-- Begin Document segment --

The resin member contributing to setting of the impedance is molded simultaneously with the connector body. To this end, a molding die requires a core for holding the contacts of a metal material. The presence of the core inhibits the contact pitch from being narrowed. Therefore, a high-density and a small-scale structure can not be achieved. In order to solve the above-mentioned disadvantage, proposal is made of a method of molding the resin member with the contacts preliminarily embedded and inserting the contacts into holes of the connector body. However, this method is unfavorable because enormously large manhole is required in order to insert the contacts embedded in the insulator one by one into the holes of the connector body.

Now, the description will be made about embodiments of this invention with reference to the drawing.

Referring to FIGS. 3A through 3C, a high-speed transmission connector according to a first embodiment of this invention comprises a male connector 1 and a female connector 2 which is adapted to connect with the male connector 1.

The male connector 1 comprises a box-shaped housing 8a of a resin material having an opening formed at one end thereof. A plurality of male contact portions 3 are arranged on a bottom of the housing 8a in a matrix fashion and held to the housing 8a. Each of the male contact portions 3 comprises a contact pin 7 and a cylindrical outer conductor 6 as a first outer conductor. The contact pin 7 has one end provided with a solder terminal portion 7a outwardly protruding from an outer wall of the bottom of the housing 8a and has another end extending within the housing 38a from an inner wall of the bottom towards the opening. The cylindrical outer conductor 6 envelopes the contact pin 7 and penetrates the bottom of the housing 8a.

The female connector 2 comprises a plurality of female contact portions 4. Each of the female contact portions 4 comprises a cylindrical conductive member or socket member 4a, a cylindrical insulator portion 4b of a resin material, and a metal plating film 16. The cylindrical conductive member 4a has a clamping leaf spring portion 13b to contact and hold an outer peripheral surface of each of the contact pins 7 inserted upon coupling with the male connector 1. The cylindrical insulator portion 4b is clamped and held through the metal plating film 16 by a clamping leaf spring portion 13a of each of the cylindrical outer conductors 6 inserted simultaneously with the insertion of the contact pins 7. So that the cylindrical outer conductors 6 are kept at an earth potential.

-- End Document segment --

## Required tasks
1: Rewrite the stretch of the connector passage from "The resin member contributing" through "the holes of the connector body.", putting "plastic member" in place of "resin member".
2: Carry the connector passage on from its last sentence.

-- Begin Data listing --

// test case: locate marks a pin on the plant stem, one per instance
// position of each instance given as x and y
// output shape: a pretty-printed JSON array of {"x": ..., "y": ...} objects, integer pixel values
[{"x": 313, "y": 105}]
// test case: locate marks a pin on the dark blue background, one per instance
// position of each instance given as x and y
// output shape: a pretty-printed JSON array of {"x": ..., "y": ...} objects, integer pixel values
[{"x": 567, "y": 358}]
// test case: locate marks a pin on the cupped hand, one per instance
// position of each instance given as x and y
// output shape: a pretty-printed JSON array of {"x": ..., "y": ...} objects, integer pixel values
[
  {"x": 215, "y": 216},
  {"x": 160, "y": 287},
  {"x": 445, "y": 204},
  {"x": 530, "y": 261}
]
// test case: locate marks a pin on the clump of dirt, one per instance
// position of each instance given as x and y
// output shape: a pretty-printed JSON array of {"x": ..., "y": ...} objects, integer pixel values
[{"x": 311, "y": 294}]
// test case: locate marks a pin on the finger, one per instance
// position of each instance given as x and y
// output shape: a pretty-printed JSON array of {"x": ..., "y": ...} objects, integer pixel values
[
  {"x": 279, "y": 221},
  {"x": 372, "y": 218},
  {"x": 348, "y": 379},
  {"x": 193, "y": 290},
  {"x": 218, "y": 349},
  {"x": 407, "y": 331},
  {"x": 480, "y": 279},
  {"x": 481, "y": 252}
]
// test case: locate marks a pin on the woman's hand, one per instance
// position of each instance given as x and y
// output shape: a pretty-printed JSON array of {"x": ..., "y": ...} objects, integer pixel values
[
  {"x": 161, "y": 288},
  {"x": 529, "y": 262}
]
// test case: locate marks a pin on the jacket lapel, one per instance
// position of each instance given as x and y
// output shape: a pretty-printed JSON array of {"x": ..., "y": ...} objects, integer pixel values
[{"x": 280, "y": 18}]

-- End Data listing --

## Final results
1:
The plastic member contributing to setting of the impedance is molded simultaneously with the connector body. To this end, a molding die requires a core for holding the contacts of a metal material. The presence of the core inhibits the contact pitch from being narrowed. Therefore, a high-density and a small-scale structure can not be achieved. In order to solve the above-mentioned disadvantage, proposal is made of a method of molding the plastic member with the contacts preliminarily embedded and inserting the contacts into holes of the connector body. However, this method is unfavorable because enormously large manhole is required in order to insert the contacts embedded in the insulator one by one into the holes of the connector body.

2:
The female connector further comprises a housing 8b accommodating and holding the female contact portions 4 arranged on an internal wall of a bottom thereof. The housing 8b is provided at its rear side with terminals 9. Each of the terminals 9 extends from each of rear ends of the cylindrical members 4a, protrudes outwards from each of holes 10 of the housing 8b, and bends to be inserted into and connected to each of through holes of a wiring board 43.

The housing 8b is further provided with insulator walls or partition walls 5 which are for shielding or noise-shielding the terminals 9 from one another. Each of the partition walls 5 has a metal plating film 15 formed as a wall metal layer on one surface thereof to serve as a microstrip line known in the art.

The cylindrical outer conductor 6 shields the contact pin 7 and the conductive cylindrical member 4a via the cylindrical protruding portion 4b. Upon coupling of the connectors, the cylindrical outer conductor 6 is brought into contact with a metal plating film 16 formed as a second outer conductor on the cylindrical protruding portion 4b. A metal film is found on a projecting portion 12 of an attaching portion 11. A metal plating film is formed as a housing metal layer on an outer surface of the housing 8b and connected to the metal plating film 15. The metal film on the projection portion 12 is connected to the metal plating film 16 through the metal plating film on the housing 8b. The attaching portion 11 is fixed to a grounding pad of a wiring board 43, for example, by the use of a bolt so as to provide stable grounding. Therefore, the metal plating films 15 and 16 are electrically connected to the grounding pad. Thus, a coaxial structure is obtained by connection of the male contact portions 3 and the female contact portions 4.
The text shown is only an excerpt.